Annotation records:
**********

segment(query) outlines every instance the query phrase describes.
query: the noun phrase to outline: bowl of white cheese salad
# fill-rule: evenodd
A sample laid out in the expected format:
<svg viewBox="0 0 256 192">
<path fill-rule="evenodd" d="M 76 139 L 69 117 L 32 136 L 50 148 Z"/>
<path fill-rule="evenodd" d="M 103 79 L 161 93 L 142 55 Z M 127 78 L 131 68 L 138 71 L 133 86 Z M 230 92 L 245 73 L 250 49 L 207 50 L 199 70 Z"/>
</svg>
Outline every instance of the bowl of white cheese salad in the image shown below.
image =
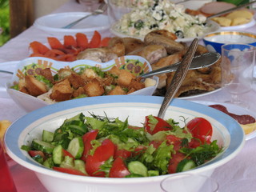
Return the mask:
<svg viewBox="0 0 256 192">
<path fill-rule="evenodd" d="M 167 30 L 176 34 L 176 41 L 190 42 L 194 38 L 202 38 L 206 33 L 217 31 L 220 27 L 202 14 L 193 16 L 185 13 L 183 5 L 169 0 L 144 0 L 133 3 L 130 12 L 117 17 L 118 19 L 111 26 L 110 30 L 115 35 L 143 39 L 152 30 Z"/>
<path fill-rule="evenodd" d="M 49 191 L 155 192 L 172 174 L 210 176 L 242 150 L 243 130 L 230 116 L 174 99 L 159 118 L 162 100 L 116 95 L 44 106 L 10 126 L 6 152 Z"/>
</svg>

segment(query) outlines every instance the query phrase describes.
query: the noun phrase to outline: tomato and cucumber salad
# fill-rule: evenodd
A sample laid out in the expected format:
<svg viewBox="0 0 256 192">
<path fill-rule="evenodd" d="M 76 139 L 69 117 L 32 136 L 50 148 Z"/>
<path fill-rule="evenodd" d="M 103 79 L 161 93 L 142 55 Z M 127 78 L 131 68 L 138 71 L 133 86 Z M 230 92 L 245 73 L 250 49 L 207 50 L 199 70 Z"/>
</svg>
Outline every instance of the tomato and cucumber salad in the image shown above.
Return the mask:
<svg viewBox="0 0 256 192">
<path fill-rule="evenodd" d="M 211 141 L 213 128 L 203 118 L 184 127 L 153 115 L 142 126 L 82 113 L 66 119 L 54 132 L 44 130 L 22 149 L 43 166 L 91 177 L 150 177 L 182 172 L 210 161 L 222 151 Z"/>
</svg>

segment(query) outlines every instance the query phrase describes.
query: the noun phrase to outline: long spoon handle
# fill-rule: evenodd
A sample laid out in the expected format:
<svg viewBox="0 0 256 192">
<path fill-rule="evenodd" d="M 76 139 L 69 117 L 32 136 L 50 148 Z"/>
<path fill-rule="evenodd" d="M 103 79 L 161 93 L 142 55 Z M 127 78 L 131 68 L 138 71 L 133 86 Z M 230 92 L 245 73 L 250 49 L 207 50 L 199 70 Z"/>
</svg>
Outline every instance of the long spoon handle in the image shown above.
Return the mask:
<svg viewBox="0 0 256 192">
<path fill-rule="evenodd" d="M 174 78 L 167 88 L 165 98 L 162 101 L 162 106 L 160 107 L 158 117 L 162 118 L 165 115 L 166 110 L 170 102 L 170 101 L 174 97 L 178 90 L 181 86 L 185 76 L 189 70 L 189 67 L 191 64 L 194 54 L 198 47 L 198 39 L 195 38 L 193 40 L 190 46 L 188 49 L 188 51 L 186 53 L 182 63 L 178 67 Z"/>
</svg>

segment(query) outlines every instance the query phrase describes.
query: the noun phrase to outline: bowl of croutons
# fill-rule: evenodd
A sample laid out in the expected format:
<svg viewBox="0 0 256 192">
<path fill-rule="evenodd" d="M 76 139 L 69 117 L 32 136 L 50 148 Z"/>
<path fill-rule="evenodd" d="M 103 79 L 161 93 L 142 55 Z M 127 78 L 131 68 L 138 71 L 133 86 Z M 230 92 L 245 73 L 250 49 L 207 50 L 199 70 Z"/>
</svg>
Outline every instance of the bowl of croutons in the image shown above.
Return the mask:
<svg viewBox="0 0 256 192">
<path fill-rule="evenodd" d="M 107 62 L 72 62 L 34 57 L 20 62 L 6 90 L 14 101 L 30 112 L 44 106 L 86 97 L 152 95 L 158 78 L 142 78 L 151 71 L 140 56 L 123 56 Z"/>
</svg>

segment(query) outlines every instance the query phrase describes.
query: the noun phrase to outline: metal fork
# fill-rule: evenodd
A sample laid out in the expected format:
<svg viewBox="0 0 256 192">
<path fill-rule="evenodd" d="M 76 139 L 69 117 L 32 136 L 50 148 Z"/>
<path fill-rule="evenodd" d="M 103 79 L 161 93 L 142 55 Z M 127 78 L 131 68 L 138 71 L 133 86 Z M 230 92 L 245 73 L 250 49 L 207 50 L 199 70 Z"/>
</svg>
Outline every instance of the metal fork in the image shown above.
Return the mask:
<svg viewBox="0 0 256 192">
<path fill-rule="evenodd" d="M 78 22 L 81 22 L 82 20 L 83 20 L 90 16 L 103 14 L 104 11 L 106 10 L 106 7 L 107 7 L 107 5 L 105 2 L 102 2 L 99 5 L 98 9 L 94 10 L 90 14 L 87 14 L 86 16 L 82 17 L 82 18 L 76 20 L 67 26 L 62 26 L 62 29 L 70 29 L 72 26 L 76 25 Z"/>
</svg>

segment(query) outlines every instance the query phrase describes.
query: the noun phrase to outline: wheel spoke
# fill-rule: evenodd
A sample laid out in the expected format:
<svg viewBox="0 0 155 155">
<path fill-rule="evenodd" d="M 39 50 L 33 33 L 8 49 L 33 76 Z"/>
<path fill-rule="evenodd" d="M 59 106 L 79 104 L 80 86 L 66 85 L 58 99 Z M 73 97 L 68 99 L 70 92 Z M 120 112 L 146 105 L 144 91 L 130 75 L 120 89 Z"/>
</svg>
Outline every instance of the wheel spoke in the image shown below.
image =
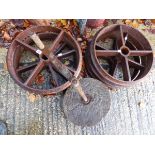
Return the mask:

**********

§ **WHAT IS ASKED**:
Find each line in the entries above that contains the word "long", and copy those lines.

§ **WRITTEN ANSWER**:
query: the noun phrase to outline: long spoon handle
Outline every instance of the long spoon handle in the image shown above.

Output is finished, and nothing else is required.